§ **Task instructions**
Gather every line of the records below that contains the string "pixel", and copy each one in full. Matching is case-sensitive.

§ **Input records**
★ ★ ★

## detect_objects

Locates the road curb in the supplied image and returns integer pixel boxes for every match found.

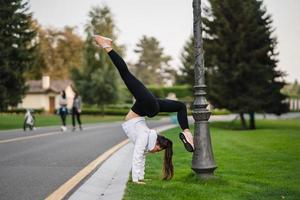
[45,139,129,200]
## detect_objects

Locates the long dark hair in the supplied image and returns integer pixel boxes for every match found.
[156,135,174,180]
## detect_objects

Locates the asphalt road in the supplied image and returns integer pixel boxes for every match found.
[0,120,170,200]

★ ★ ★

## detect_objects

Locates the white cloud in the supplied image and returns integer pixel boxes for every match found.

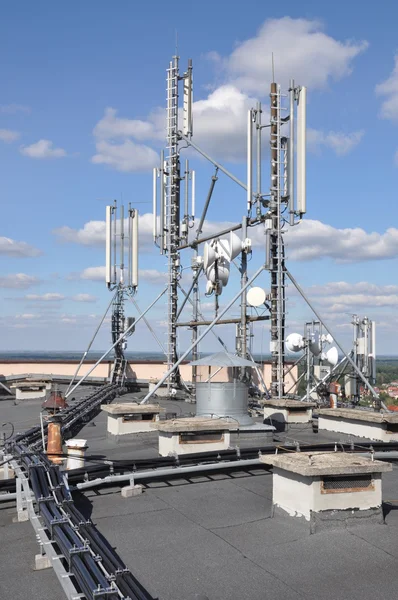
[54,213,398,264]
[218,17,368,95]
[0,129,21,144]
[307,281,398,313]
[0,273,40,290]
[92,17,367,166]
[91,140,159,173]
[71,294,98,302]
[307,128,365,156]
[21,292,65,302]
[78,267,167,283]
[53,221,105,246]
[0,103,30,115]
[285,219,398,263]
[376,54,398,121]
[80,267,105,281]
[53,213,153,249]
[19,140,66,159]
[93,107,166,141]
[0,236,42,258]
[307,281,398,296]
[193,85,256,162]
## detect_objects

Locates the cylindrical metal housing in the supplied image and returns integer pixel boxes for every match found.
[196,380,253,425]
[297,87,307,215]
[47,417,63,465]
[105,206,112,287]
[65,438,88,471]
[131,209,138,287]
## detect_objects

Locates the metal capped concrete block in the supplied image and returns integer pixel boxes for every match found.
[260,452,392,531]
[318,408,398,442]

★ ★ ★

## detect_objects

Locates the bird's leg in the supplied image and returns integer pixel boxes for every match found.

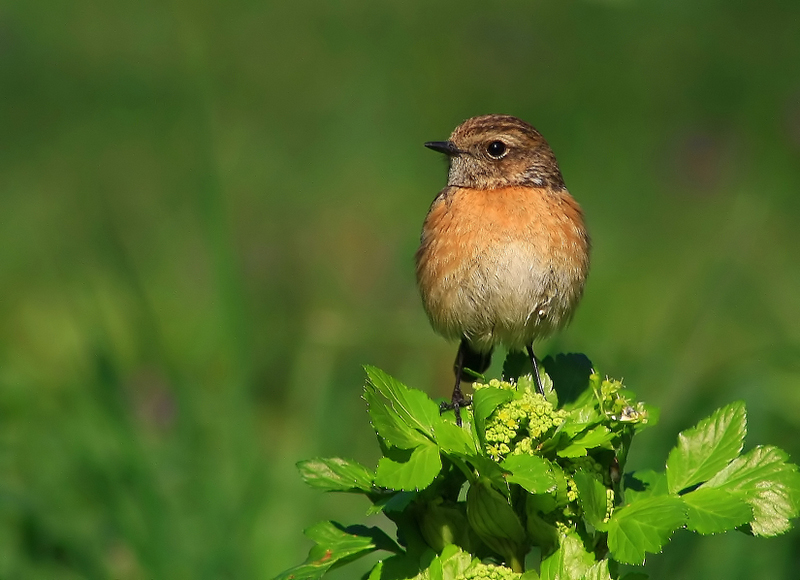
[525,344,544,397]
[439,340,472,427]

★ ★ ★

§ **Reply**
Locates the road curb in the supplied image and returns integer pixel boxes for every match found.
Locates the long dark hair in the supplied image and returns integer pixel boxes for every match found.
Locates the asphalt road in the supplied image and returns integer pixel boxes for every match found.
Locates the white cloud in the supplied image and returns integer pixel boxes for every match found.
Locates the cylindrical metal housing in the supplied image and returns integer pixel boxes for every match found.
Locates the metal capped concrete block in the supplied image and returns integer pixel boxes for every match found.
Locates the bird's leg in the supplied image and returns integer pixel boxes for every match found.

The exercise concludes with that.